### Supplied data
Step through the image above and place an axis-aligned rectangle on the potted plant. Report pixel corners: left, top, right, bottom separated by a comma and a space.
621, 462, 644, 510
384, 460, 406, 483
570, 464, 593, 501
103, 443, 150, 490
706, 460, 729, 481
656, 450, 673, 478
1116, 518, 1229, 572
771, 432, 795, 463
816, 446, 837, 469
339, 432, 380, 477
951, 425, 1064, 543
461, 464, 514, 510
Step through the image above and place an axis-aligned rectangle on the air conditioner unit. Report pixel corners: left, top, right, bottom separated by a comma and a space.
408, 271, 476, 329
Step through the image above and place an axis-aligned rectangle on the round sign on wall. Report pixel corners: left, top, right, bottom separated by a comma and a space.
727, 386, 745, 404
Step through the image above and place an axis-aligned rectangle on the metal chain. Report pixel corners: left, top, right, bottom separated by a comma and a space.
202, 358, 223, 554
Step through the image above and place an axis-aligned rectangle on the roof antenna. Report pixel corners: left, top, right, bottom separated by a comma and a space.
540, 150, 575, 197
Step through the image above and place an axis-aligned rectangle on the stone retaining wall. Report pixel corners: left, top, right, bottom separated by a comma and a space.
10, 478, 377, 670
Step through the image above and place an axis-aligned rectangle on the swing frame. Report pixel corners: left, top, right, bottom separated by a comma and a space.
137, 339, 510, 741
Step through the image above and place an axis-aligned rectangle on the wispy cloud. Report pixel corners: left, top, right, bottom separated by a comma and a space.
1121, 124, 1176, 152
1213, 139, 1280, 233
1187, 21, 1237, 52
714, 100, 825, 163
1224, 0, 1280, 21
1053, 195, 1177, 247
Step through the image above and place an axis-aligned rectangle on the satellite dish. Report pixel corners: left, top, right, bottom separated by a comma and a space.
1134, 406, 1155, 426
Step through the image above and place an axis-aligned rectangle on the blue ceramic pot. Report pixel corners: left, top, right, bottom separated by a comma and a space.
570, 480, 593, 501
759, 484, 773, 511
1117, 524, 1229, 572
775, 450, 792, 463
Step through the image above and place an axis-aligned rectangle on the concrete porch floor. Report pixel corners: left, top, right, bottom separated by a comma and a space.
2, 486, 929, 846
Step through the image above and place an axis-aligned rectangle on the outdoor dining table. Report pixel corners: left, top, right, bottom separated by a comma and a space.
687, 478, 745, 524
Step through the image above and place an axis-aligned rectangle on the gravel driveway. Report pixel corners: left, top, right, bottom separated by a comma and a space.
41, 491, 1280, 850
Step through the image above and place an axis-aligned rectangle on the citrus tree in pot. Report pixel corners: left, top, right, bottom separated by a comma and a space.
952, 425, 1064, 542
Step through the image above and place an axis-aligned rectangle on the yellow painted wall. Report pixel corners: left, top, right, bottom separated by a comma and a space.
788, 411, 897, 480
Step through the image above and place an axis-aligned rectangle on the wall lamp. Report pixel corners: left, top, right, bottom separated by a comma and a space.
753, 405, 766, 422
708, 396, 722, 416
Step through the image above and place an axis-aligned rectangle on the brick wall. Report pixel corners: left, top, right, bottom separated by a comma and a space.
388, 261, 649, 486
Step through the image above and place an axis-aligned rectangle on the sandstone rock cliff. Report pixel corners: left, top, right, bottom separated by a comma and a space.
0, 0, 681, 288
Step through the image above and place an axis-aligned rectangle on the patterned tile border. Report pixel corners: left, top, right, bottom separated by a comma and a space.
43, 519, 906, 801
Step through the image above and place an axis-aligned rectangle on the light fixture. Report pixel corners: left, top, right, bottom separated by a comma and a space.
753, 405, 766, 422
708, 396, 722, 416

### Exercise brief
Would you copy every line of the material exactly?

### Answer to the exercise
Step through the image above and place an axis-aligned rectangle on the potted plant. Report pixel corners: left, top, right, bottom separated by a comma and a space.
621, 462, 644, 510
384, 460, 406, 483
570, 464, 593, 501
103, 443, 150, 490
706, 460, 729, 481
656, 450, 673, 478
1116, 518, 1229, 572
771, 432, 795, 463
816, 446, 837, 469
339, 432, 380, 477
951, 425, 1064, 543
461, 464, 514, 510
Step through the image above and place an axis-aligned rectangle on the air conditioner unit. Report pixel corners: left, top, right, bottom separated by a comma and a space.
408, 271, 476, 329
Step through the image above and place an axis-aligned rectangle on the round sign on wall. Report pixel corners: left, top, right, bottom separated by a comma and a space.
727, 386, 745, 404
Step through the image above and place an axis-aligned rectangle on the metal chain. Report pixel corners: left, top, right, bottom separated by a comma and a space.
202, 358, 223, 554
Step through the image above and place an axis-aligned rectangle on the roof antenna. Report pixel corners: left, top, right, bottom separated by a comma and a space.
540, 150, 575, 197
Step through the image above and place an axis-aligned rectangle on the stone retaining wall. Report pixel corners: left, top, right, bottom separated by a comma and a space.
10, 478, 377, 670
Step through the image above and place an axis-aligned rectangle on the swing frame. Report pixel corners: left, top, right, bottom separated by a comma and a space.
137, 339, 510, 741
Step through the image above and place an axis-aligned rectangle on the wispy cloud. Report pixel corners: left, top, right, bottom separated by a comma and a space.
1121, 124, 1176, 152
1213, 139, 1280, 233
1187, 21, 1237, 52
714, 100, 825, 163
1224, 0, 1280, 21
1053, 195, 1177, 247
Step through the image above and place an axis-aligned rectangle on the satellite dish. Report pixel corners: left, top, right, bottom separated by a comma and a space.
1134, 406, 1155, 426
Step through the image above and place an axis-aligned rectangle on the blue ceramic pot. Report pixel corners: left, top, right, bottom separated by a comma and a space.
570, 480, 593, 501
759, 484, 773, 511
1117, 524, 1229, 572
775, 450, 792, 463
Step through the image above and place an axis-aligned rectangle on the concrete porch floor. Report pixel corners: left, top, right, bottom separated by a comma and a space.
2, 486, 929, 846
Step through the image above and place an axis-aligned rectangle on the outdoor dining table. Report pixel corners: left, top, right, bottom separated by a comma and a space.
687, 478, 745, 524
Step through the image above and place an axis-aligned rectangle on the gravel driveway. Report pixel corners: left, top, right, bottom separated by a comma and a space.
41, 491, 1280, 850
Step through the image above and place an axis-aligned rectangle on the citrus tree in pot. Report pixel corners: left, top, right, bottom separated by a comma and a space.
952, 425, 1064, 542
Step through the image above and place an axis-aligned rectangle on the yellow painted wall. Report pixel corners: left, top, right, bottom separated by a comma and a space.
788, 411, 897, 480
Step through the image above and place an axis-aligned rectangle on the wall lamp. Report pixel corners: left, top, right, bottom separated by a comma and a space.
753, 405, 766, 422
708, 396, 722, 416
Step through the image above and place an axis-aligned rectangle on the brick wall. Report pixel corners: left, top, right, bottom separated by a comma and a space.
388, 261, 649, 486
Step through the image above and place an axis-aligned rectangle on the sandstone rock cliff. Report pixel corners: left, top, right, bottom separated by a comma and a space.
0, 0, 681, 288
Step through the image above and place an axis-aligned rectangle on the patterned tile border. Report pixel corners: left, top, right, bottom separated by a comma and a space.
43, 519, 906, 801
Step through the image above and place an axis-aligned rectangle on the light fixture. Report pixel corners: left, top, right, bottom separated by a comma and a space.
753, 405, 766, 422
708, 396, 722, 416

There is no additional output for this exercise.